Exercise data

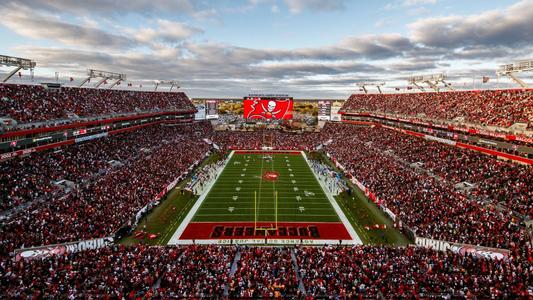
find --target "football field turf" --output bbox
...
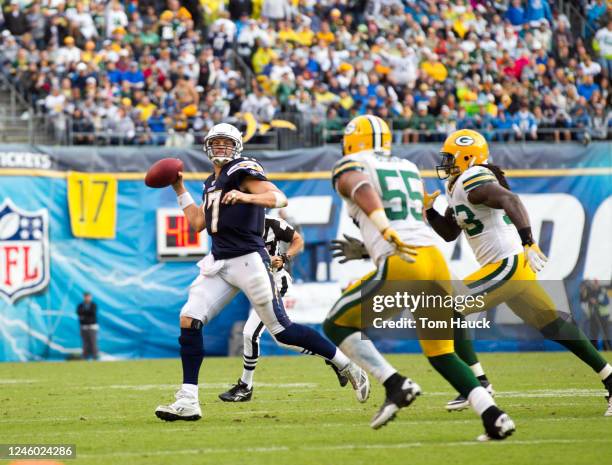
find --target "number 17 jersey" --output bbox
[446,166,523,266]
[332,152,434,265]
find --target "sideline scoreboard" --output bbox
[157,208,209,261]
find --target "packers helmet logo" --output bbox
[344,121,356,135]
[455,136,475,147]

What you need to do
Report each line of the records that contains the word "find", treating uppercase and lowercase as different.

Exercise answer
find --target "football field turf" --output bbox
find --target "number 17 jersey" --output bbox
find --target "sideline scoreboard" --output bbox
find --target "packers helmet logo" --output bbox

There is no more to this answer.